_About this exercise_
Repeat all entries word for word; skip images.

_Extracted entries_

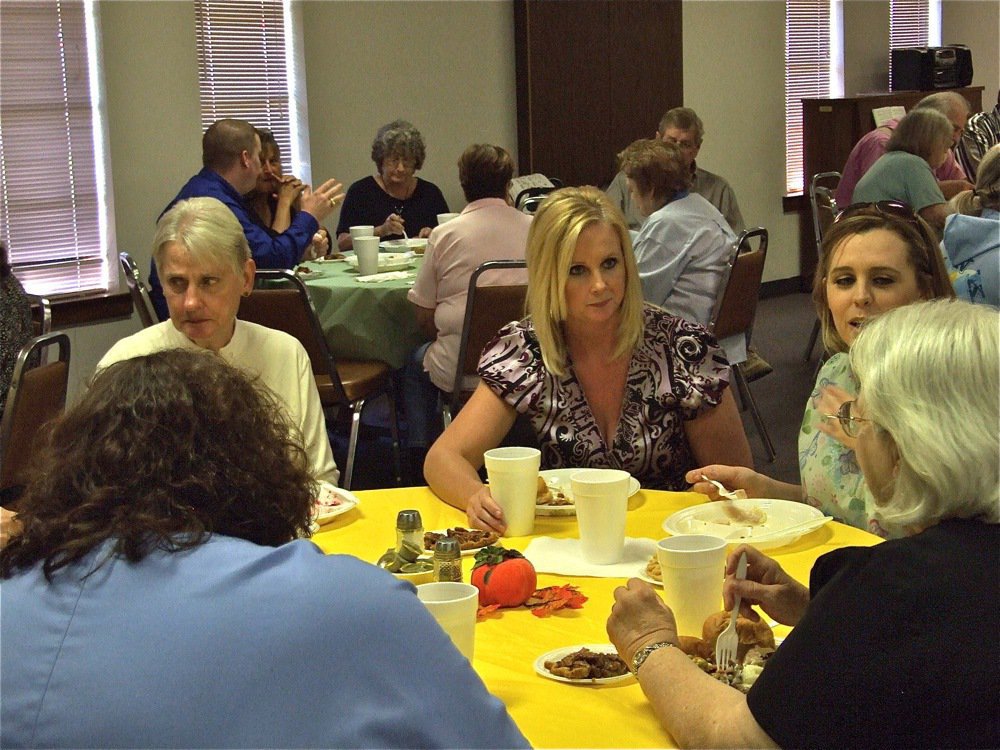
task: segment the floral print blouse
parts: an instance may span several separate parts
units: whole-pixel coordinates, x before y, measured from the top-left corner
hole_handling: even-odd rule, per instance
[[[826,361],[806,402],[799,430],[799,474],[805,501],[856,528],[881,537],[901,536],[901,532],[894,532],[873,517],[875,501],[854,451],[819,430],[824,417],[816,411],[815,404],[820,390],[828,385],[857,395],[858,381],[846,354],[834,354]]]
[[[610,445],[573,363],[562,378],[546,369],[530,318],[504,326],[483,350],[479,375],[528,417],[543,469],[623,469],[643,487],[687,489],[684,474],[695,463],[684,422],[722,400],[729,362],[701,326],[654,307],[643,314],[643,336],[629,361],[622,413]]]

_Exercise result_
task: segment the floral print blouse
parts: an instance may span several separate parts
units: whole-pixel coordinates, x before y, measured from the top-left corner
hole_handling: even-odd rule, per instance
[[[826,361],[806,402],[799,430],[799,474],[805,501],[856,528],[881,537],[901,536],[901,532],[894,532],[873,517],[875,501],[854,451],[819,430],[824,417],[816,411],[815,404],[820,390],[828,385],[857,395],[858,381],[846,354],[834,354]]]
[[[610,445],[573,363],[562,378],[546,369],[530,318],[504,326],[483,350],[479,375],[528,417],[543,469],[623,469],[643,487],[687,489],[684,474],[695,463],[684,422],[722,400],[729,362],[701,326],[654,307],[643,314],[643,336],[629,361],[622,413]]]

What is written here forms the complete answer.